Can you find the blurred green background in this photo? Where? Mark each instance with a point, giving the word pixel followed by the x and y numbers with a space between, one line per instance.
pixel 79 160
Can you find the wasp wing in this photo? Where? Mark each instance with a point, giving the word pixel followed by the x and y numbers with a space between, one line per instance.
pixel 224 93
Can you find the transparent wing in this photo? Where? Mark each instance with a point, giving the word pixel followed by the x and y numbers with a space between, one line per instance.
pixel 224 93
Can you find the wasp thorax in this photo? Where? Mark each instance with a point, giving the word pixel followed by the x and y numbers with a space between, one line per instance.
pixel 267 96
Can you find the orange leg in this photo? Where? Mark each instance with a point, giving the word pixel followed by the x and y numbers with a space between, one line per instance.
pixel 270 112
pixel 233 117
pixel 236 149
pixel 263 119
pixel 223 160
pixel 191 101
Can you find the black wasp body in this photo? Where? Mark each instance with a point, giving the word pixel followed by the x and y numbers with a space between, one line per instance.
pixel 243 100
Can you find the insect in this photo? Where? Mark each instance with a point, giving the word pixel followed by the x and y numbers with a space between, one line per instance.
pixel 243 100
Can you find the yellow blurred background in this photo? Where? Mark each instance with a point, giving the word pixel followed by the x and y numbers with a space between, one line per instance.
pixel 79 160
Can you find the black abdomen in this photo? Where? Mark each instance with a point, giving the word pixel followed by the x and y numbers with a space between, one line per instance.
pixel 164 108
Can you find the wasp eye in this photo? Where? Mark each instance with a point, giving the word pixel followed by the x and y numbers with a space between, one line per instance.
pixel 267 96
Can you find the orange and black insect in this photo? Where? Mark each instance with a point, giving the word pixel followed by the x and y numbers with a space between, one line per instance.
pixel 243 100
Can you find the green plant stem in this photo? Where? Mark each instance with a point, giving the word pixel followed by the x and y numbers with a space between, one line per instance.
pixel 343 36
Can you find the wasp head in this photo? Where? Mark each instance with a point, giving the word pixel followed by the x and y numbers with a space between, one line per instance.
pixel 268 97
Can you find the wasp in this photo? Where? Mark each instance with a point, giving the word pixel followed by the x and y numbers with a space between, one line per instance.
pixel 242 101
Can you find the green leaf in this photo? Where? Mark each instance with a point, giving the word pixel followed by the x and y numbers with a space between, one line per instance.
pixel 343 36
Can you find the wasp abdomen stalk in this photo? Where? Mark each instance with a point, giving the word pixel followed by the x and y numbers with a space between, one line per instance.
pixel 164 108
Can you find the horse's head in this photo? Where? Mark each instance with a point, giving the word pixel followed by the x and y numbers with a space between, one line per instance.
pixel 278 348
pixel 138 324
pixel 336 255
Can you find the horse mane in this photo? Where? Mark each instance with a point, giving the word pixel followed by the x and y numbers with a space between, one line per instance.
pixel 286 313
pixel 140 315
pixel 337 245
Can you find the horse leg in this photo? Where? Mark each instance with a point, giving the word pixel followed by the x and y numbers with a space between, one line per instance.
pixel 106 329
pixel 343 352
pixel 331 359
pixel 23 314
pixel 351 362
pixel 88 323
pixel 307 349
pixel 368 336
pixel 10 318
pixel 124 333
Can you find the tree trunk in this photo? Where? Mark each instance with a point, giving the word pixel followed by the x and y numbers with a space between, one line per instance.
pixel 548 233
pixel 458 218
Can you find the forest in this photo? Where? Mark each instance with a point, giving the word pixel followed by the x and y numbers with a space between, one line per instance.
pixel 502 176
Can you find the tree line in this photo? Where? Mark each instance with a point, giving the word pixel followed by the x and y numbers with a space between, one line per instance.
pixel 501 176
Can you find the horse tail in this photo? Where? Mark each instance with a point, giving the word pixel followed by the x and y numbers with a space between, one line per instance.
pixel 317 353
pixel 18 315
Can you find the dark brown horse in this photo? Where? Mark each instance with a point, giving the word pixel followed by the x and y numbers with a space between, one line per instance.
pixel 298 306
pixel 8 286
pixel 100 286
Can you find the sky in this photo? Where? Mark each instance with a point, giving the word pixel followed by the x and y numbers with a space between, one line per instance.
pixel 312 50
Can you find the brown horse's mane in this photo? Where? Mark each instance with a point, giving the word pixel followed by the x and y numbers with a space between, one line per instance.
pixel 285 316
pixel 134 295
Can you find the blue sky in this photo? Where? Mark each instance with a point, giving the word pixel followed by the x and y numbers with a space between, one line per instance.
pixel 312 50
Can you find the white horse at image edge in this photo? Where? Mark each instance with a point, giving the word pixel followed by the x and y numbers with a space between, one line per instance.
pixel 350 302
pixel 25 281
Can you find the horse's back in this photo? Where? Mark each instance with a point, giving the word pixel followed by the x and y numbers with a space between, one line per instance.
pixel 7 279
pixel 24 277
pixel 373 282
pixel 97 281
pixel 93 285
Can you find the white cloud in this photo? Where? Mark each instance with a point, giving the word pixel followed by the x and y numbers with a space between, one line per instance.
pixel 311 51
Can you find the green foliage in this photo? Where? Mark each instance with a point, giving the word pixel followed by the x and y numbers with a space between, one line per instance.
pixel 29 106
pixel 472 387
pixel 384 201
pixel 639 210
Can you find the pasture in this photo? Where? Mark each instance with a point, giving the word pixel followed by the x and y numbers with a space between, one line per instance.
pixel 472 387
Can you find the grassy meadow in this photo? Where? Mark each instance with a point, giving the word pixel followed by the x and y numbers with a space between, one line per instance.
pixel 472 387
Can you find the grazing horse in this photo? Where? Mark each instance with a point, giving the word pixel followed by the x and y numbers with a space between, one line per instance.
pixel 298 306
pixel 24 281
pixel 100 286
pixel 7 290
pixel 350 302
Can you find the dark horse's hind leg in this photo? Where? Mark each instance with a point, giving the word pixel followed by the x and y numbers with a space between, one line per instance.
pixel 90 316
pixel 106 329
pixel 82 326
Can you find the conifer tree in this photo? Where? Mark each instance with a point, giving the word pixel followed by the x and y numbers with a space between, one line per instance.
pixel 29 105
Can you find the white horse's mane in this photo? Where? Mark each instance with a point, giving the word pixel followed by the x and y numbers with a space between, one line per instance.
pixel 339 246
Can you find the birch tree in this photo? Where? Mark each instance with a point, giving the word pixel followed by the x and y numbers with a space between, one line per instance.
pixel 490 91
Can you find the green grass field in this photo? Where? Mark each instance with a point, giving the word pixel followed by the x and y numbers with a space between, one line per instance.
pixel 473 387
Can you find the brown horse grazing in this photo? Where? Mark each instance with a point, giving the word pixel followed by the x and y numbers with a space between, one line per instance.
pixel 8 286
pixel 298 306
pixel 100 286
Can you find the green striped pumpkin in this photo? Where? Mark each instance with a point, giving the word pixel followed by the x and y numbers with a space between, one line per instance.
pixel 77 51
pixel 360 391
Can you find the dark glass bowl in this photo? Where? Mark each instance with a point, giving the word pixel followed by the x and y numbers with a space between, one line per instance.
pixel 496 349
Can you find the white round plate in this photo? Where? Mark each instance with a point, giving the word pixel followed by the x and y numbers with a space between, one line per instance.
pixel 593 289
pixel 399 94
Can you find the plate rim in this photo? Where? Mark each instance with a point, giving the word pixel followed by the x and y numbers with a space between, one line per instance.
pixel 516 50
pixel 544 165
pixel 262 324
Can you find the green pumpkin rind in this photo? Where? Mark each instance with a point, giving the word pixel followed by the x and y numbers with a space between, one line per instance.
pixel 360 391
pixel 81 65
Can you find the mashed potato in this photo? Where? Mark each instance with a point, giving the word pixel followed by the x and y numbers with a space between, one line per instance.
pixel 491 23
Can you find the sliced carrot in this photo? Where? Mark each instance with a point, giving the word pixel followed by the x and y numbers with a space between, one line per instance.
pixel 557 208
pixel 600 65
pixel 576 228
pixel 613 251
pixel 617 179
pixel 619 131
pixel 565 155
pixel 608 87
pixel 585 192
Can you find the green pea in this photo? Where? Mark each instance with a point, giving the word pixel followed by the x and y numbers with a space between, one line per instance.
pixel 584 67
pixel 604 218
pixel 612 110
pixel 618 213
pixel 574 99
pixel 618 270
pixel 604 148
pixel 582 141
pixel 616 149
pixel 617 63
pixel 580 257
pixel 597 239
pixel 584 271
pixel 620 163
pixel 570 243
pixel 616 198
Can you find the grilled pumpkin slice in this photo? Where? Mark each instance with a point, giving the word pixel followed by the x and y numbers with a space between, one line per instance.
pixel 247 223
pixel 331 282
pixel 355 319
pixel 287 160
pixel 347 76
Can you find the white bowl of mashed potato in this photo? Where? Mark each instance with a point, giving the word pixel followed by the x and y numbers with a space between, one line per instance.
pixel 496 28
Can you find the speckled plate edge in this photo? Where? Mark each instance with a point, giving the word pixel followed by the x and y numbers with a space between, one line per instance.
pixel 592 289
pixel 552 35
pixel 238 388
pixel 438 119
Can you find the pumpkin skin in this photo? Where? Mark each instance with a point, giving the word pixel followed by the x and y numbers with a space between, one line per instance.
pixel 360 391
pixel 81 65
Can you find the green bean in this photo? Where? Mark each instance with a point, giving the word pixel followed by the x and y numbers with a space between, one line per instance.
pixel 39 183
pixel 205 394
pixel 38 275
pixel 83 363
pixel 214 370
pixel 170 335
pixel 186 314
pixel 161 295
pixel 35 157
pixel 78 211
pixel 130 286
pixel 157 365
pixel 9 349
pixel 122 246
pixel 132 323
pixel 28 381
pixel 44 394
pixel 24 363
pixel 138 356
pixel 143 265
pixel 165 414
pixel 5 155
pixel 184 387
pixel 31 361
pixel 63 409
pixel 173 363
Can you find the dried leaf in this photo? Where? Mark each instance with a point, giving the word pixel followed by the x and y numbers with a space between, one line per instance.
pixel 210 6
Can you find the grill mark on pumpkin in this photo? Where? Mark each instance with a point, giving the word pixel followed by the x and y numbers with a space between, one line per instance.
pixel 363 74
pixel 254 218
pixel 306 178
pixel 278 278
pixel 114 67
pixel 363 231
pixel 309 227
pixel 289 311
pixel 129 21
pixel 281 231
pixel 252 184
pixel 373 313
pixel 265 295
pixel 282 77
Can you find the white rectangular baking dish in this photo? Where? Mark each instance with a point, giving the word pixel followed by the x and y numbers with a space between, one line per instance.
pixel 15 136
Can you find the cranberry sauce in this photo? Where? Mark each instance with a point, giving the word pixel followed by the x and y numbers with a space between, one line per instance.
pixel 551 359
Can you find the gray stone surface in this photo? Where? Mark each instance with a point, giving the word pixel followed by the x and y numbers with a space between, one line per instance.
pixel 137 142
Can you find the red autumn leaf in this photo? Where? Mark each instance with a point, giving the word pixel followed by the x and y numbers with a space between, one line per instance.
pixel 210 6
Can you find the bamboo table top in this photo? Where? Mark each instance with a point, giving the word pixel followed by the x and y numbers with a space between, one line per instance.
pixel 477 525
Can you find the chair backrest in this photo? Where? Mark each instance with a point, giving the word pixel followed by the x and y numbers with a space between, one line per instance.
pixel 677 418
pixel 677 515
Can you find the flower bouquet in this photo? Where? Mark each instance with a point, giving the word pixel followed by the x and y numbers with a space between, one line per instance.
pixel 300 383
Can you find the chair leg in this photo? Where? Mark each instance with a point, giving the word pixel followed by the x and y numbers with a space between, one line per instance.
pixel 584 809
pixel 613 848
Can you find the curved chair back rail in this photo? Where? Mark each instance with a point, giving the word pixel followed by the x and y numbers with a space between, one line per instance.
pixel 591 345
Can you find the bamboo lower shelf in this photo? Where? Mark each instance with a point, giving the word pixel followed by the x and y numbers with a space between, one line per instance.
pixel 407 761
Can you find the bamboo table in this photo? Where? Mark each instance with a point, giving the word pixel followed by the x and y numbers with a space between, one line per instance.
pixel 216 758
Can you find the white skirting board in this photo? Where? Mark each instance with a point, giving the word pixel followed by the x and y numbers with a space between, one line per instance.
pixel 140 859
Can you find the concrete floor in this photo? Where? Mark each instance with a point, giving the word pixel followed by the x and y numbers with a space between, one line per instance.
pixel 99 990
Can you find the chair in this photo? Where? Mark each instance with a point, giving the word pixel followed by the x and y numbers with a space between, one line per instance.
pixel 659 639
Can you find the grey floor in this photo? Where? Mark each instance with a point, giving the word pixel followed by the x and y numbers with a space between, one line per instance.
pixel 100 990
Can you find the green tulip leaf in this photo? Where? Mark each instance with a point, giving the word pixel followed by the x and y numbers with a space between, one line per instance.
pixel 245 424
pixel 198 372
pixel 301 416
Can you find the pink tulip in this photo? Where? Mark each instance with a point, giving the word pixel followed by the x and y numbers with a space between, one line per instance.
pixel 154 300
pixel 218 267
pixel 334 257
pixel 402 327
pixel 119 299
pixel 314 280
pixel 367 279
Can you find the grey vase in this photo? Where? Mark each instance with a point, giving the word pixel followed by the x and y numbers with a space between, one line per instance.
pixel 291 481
::::
**Work to complete**
Repeat the lines of the records word for word, starting at the line that contains "Can you find the grill mark" and ending at the line that contains "pixel 282 77", with both of those lines included.

**Exercise answer**
Can you find the grill mark on pumpkin in this photo? Where? Mark each instance with a point, giving the word pixel followed by the x and y numbers with a space between, one line per instance.
pixel 363 74
pixel 254 218
pixel 306 178
pixel 278 278
pixel 114 67
pixel 363 231
pixel 309 227
pixel 289 311
pixel 129 21
pixel 281 231
pixel 252 184
pixel 373 313
pixel 265 295
pixel 282 77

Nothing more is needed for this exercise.